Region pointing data
BEGIN

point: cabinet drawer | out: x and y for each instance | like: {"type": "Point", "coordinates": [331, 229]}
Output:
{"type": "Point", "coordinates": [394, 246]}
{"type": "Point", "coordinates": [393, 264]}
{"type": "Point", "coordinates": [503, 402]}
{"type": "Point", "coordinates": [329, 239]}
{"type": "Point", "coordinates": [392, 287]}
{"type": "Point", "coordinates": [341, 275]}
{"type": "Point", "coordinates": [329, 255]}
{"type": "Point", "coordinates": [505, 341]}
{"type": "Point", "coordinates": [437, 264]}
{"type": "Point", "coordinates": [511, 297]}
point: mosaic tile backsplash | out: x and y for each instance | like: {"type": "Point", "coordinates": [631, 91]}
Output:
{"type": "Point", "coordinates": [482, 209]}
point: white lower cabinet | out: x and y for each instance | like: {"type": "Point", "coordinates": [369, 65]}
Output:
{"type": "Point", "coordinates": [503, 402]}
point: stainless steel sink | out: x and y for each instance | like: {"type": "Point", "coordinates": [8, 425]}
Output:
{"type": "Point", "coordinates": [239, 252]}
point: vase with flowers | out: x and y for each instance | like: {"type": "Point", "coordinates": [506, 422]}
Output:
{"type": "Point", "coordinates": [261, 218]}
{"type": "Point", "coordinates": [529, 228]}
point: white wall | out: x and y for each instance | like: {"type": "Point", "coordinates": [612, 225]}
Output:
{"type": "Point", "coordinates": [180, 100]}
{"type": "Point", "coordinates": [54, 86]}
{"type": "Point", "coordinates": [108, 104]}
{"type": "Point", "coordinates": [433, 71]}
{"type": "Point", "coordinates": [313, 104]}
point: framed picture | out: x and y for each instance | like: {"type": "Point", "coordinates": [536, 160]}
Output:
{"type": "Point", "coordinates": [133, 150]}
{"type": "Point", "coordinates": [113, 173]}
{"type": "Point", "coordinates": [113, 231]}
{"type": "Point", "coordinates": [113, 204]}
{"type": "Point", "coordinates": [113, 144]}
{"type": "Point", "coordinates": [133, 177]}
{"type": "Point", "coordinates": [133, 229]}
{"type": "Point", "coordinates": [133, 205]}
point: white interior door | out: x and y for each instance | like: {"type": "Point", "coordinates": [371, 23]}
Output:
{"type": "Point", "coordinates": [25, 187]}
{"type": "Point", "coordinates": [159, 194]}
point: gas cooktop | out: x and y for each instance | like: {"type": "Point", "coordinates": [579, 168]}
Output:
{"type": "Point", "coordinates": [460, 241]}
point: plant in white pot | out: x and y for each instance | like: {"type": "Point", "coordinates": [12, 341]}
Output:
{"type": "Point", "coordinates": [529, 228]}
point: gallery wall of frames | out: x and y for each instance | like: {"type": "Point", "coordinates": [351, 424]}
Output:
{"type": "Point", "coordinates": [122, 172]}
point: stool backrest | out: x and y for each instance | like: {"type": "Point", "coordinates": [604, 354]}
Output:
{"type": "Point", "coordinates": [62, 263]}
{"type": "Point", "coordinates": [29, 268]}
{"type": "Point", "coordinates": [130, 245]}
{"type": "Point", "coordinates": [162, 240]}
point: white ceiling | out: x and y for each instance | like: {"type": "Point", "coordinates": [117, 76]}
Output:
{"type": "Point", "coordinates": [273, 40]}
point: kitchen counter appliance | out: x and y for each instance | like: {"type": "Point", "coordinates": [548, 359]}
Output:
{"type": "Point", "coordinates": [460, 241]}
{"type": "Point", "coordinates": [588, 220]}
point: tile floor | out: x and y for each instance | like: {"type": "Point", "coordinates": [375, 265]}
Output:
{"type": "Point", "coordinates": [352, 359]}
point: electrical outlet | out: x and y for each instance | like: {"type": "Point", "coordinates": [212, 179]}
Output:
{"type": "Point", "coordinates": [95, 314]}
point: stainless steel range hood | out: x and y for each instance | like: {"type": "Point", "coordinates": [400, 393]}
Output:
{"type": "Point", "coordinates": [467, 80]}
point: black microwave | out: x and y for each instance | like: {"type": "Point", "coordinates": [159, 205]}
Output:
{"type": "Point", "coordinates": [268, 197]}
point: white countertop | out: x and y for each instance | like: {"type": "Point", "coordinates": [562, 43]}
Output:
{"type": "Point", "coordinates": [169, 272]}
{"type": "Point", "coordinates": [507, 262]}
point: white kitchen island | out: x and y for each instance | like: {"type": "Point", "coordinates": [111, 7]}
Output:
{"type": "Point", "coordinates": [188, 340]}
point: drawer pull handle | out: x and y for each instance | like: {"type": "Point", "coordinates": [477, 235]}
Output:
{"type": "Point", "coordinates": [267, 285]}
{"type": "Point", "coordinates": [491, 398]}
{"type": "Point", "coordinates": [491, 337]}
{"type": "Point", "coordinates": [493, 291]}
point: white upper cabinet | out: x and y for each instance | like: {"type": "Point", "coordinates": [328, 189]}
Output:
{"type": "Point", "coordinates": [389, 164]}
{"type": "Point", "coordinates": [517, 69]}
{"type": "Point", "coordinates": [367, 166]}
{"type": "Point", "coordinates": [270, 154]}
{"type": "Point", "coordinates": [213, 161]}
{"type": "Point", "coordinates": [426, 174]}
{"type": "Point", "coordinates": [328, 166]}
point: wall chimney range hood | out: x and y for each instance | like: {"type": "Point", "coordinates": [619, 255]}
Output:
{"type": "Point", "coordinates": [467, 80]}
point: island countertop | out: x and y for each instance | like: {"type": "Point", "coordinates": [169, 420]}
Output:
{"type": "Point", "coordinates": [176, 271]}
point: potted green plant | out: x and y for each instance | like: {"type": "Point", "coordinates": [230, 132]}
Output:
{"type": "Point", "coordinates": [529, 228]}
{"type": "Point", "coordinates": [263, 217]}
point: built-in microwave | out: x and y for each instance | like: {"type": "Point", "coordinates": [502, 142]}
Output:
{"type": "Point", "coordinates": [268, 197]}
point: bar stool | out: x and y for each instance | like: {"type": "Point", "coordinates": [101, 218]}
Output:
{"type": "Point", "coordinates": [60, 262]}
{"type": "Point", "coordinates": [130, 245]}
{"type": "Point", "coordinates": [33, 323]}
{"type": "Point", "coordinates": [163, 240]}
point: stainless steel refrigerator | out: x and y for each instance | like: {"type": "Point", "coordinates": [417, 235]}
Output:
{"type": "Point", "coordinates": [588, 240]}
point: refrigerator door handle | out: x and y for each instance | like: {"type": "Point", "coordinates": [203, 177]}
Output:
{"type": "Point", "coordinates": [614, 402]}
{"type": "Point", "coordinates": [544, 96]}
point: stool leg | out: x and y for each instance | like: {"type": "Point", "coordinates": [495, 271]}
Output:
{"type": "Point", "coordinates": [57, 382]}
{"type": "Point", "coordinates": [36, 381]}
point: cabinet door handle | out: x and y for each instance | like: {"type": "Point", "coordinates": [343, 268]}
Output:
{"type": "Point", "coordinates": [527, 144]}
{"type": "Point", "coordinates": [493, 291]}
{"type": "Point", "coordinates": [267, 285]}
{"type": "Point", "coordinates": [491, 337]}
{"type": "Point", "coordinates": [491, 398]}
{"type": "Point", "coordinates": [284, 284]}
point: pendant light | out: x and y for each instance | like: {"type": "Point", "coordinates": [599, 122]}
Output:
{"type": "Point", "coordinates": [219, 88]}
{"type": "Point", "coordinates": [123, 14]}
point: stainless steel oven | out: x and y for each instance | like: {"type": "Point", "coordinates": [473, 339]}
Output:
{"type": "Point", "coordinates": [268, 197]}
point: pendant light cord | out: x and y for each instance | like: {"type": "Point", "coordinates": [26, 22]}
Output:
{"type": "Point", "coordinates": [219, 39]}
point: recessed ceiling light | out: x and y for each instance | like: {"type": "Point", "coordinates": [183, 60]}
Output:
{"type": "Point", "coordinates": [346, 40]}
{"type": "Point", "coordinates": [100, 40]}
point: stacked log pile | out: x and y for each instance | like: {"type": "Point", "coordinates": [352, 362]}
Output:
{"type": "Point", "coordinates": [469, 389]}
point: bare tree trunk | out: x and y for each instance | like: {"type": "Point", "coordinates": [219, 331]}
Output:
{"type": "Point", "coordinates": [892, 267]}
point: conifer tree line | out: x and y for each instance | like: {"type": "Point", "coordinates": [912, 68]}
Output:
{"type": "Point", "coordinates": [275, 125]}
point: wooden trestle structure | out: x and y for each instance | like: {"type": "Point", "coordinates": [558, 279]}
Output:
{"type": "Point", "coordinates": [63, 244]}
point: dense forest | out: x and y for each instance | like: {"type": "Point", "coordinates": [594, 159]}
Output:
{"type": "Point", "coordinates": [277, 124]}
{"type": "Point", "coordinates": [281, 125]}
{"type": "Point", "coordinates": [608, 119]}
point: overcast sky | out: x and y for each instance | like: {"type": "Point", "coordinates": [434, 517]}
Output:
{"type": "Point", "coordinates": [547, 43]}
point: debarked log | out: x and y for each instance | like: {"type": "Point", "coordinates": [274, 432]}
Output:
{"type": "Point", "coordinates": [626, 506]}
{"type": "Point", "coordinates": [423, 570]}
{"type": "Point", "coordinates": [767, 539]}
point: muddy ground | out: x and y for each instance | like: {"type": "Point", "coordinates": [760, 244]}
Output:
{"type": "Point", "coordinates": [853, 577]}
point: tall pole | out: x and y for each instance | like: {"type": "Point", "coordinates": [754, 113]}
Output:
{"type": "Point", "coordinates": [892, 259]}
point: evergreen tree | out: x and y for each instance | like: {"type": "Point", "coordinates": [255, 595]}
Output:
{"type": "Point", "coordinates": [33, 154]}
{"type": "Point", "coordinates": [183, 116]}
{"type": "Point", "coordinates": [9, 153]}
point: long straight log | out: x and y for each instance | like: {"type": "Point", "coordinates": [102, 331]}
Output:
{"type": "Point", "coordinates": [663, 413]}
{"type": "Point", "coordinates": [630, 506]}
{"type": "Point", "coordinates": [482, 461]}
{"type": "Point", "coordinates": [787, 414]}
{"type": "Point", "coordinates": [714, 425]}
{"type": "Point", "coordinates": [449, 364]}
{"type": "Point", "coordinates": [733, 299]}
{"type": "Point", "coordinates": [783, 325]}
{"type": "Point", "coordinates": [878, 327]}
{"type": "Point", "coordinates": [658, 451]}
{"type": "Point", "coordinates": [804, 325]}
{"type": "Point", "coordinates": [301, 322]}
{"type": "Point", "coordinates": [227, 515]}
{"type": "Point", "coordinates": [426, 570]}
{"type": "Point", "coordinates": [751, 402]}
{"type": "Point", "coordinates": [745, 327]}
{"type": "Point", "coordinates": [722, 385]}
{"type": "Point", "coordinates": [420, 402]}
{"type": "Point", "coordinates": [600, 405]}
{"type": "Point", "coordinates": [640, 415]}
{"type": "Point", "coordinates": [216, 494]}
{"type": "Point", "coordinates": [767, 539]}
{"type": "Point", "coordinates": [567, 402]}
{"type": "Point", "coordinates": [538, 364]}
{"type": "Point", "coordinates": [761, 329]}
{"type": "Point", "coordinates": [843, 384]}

END
BEGIN

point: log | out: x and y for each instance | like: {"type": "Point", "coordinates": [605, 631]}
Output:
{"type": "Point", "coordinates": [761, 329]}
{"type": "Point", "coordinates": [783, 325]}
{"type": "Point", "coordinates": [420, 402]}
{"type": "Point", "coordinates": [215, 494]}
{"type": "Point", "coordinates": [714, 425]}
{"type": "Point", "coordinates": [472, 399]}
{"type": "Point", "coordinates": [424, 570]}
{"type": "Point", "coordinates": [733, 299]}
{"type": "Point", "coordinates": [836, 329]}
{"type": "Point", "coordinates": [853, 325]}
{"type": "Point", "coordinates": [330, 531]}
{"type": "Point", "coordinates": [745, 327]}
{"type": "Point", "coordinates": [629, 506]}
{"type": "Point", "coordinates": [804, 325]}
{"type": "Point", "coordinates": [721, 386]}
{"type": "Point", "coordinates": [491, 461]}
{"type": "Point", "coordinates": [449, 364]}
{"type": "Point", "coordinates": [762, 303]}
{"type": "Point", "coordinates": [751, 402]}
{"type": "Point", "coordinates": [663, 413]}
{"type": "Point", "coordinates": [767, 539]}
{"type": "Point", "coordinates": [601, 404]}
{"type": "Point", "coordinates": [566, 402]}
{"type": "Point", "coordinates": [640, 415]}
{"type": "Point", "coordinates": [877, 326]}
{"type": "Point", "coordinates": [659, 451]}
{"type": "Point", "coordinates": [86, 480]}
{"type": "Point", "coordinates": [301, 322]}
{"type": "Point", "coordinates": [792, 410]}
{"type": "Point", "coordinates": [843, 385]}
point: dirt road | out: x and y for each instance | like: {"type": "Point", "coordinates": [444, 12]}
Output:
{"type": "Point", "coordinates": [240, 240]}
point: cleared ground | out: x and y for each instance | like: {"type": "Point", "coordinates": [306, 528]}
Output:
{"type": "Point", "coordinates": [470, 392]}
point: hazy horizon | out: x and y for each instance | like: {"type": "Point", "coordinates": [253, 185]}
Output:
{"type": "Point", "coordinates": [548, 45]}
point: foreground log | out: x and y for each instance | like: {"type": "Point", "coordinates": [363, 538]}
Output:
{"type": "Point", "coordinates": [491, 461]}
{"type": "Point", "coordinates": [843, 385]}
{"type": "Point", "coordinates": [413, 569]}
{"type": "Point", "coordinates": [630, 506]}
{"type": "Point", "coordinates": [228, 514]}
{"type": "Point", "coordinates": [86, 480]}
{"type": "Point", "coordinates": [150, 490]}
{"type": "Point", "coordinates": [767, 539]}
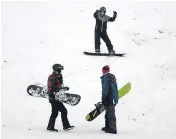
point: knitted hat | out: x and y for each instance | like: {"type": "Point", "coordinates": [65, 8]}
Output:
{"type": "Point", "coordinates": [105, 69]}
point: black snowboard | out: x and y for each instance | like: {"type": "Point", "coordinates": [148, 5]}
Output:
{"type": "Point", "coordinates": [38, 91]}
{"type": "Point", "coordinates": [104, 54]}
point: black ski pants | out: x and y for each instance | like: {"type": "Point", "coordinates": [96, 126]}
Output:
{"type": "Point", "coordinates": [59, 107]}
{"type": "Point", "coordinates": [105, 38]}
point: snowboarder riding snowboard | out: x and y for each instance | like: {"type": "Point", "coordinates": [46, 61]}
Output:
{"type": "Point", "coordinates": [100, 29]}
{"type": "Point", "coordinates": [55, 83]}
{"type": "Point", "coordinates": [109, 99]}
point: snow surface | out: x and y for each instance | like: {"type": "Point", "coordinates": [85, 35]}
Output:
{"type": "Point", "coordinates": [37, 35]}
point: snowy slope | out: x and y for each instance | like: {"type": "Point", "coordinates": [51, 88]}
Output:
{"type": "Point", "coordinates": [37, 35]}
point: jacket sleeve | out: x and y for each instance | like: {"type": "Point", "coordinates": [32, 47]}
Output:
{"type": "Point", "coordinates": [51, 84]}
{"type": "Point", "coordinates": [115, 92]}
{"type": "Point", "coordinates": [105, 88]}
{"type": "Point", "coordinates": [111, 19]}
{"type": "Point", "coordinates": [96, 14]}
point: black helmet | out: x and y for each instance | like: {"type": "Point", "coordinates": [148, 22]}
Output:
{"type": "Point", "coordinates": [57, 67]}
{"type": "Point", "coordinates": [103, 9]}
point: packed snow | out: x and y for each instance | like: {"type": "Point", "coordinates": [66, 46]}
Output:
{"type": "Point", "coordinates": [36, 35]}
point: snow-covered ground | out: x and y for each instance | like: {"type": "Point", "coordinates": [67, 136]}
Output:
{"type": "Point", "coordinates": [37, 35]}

END

* Exercise objective: Apply a filter for "island" to the data above, then copy each line that matches.

* Answer box:
point: white kitchen island | out: x and y for each instance | like: {"type": "Point", "coordinates": [111, 7]}
point: island countertop | out: x and y for each instance | like: {"type": "Point", "coordinates": [169, 420]}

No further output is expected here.